(Records excerpted from a collection)
━━━━━━━━━━

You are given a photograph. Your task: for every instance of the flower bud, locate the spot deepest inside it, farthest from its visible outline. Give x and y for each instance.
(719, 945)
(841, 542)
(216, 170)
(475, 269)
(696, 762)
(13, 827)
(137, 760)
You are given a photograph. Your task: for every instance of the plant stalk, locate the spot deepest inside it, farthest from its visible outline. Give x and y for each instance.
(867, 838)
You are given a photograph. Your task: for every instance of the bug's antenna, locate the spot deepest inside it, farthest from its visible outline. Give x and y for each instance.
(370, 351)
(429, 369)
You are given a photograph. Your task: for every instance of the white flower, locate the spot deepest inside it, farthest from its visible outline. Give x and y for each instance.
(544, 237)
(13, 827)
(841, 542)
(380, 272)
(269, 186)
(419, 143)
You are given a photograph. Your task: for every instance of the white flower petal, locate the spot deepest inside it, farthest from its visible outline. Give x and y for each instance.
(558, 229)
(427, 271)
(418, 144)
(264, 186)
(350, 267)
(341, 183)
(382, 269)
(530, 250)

━━━━━━━━━━

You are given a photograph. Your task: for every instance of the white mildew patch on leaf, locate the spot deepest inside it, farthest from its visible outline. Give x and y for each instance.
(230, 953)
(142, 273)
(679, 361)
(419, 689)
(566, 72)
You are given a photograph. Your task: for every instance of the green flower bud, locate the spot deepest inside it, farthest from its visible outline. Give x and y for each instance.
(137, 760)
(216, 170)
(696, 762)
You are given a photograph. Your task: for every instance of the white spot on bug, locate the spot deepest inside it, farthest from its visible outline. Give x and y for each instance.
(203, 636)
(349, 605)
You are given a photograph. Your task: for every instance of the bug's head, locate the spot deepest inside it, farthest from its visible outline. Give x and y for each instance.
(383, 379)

━━━━━━━━━━

◆ **JOB**:
Collect every line of the records above that contains the word "white", and copy each one in full.

◆ **CORRECT ANSWER**:
You are given a photograph. Your task: for every instance of the white flower, locate the spot deepest inside it, farthest from its visible outline. Give x and y for each instance.
You are given a photograph. Your task: for every instance of the white flower petal, locate the spot deepest inside it, farthest from its visible outline. Give x and y for each instance.
You are given a photograph. Your task: for every instance of the white mildew patch on leaf, locate the spot deepest inside it, farthest from its visible outline. Give x and y for each instance.
You are given a photograph. Your task: for every instance of the white spot on bug, locate the spot deepest inside it, farthest from its visible outline. Give x and y for each instance.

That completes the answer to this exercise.